### Anforderung
Beantworte die folgenden Fragen zum Textausschnitt über chronische Schmerzen:
1. Die kombinierten Kosten welcher drei Erkrankungen werden von den Kosten für chronische Schmerzen übertroffen?
2. Als Teil welches Systems wird Schmerz beschrieben?
3. Worin enden angstbedingte defensive Verhaltensweisen laut dem Modell der Angstvermeidung?

### Textausschnitt
---+---

Die Rolle des Verhaltens für oder in der Behandlung von chronischen Schmerzen

  1. Chronische Schmerzen sind weit verbreitet und einer der größten Einflussfaktoren auf die Jahre, die Menschen mit Einschränkungen leben müssen (Buchbinder et al. 2013). Die Kosten für chronische Schmerzen übersteigen die kombinierten Kosten (!) für Herzerkrankungen, Krebs und Diabetes (Gaskin & Richard 2012).
  2. Die internationale Definition von Schmerz erkennt den losen Zusammenhang zwischen Schmerz und Schaden an und stellt fest, dass Schmerz eine unangenehme sensorische und emotionale Erfahrung mit oder ohne Gewebeschäden ist, solange diese Erfahrung in Form einer Gewebeschädigung beschrieben wird. (IASP 1979)
  3. Schmerz ist Teil eines Motivationssystems, das Menschen alarmiert, Ihr Verhalten steuert und mit Energie versorgt, um Bedrohungen für den Organismus zu minimieren. (Eccleston & Crombez 1999)
  4. Das Modell der Angstvermeidung bei chronischen Schmerzen hat unser Verständnis für den Übergang von einer Schmerzepisode zu belastenden, anhaltenden Schmerzen wesentlich verändert. Das Modell beschreibt, dass angstbedingte defensive Verhaltensweisen in einem Teufelskreis enden, der sich selbst aufrecht erhält und Aktivitätseinschränkungen, Funktionsverluste, negative Stimmung und Schmerzen fördert. (Zale et al. 2013, Gheldorf et al. 2007, 2010, Wideman et al. 2009)

---+---

### Datensatzeinträge
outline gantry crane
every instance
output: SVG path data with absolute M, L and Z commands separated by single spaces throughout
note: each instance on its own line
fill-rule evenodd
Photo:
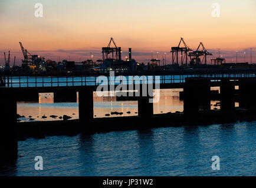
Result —
M 9 52 L 8 52 L 8 60 L 6 60 L 5 52 L 4 52 L 4 55 L 5 56 L 5 67 L 9 67 L 10 66 L 10 51 L 9 51 Z
M 111 43 L 112 42 L 114 46 L 114 47 L 113 48 L 110 47 Z M 107 47 L 102 48 L 102 57 L 103 57 L 102 59 L 103 62 L 104 61 L 105 59 L 111 59 L 113 61 L 121 60 L 122 59 L 121 53 L 122 53 L 121 48 L 117 47 L 113 38 L 110 39 L 110 41 L 109 42 Z M 110 54 L 112 55 L 111 56 L 112 58 L 109 58 L 109 55 Z
M 200 47 L 202 48 L 202 50 L 200 51 Z M 190 52 L 189 54 L 189 56 L 191 59 L 191 62 L 192 64 L 202 64 L 204 62 L 205 64 L 207 63 L 207 56 L 212 55 L 212 53 L 209 52 L 206 49 L 204 46 L 202 42 L 200 42 L 198 48 L 196 49 L 195 51 L 192 52 Z M 201 59 L 201 56 L 203 56 L 203 58 Z
M 180 47 L 182 42 L 183 43 L 184 47 Z M 193 50 L 188 47 L 188 46 L 185 42 L 183 38 L 181 38 L 178 46 L 172 47 L 172 51 L 170 52 L 172 53 L 172 65 L 179 64 L 179 52 L 181 53 L 181 65 L 183 65 L 184 63 L 185 63 L 186 65 L 188 65 L 188 52 L 191 51 L 193 51 Z

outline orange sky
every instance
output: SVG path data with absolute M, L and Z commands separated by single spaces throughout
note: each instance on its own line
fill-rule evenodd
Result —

---+---

### Erledigte Aufgabe
1. Die Kosten für chronische Schmerzen übersteigen die kombinierten Kosten für Herzerkrankungen, Krebs und Diabetes.
2. Schmerz wird als Teil eines Motivationssystems beschrieben.
3. Sie enden in einem Teufelskreis, der sich selbst aufrechterhält.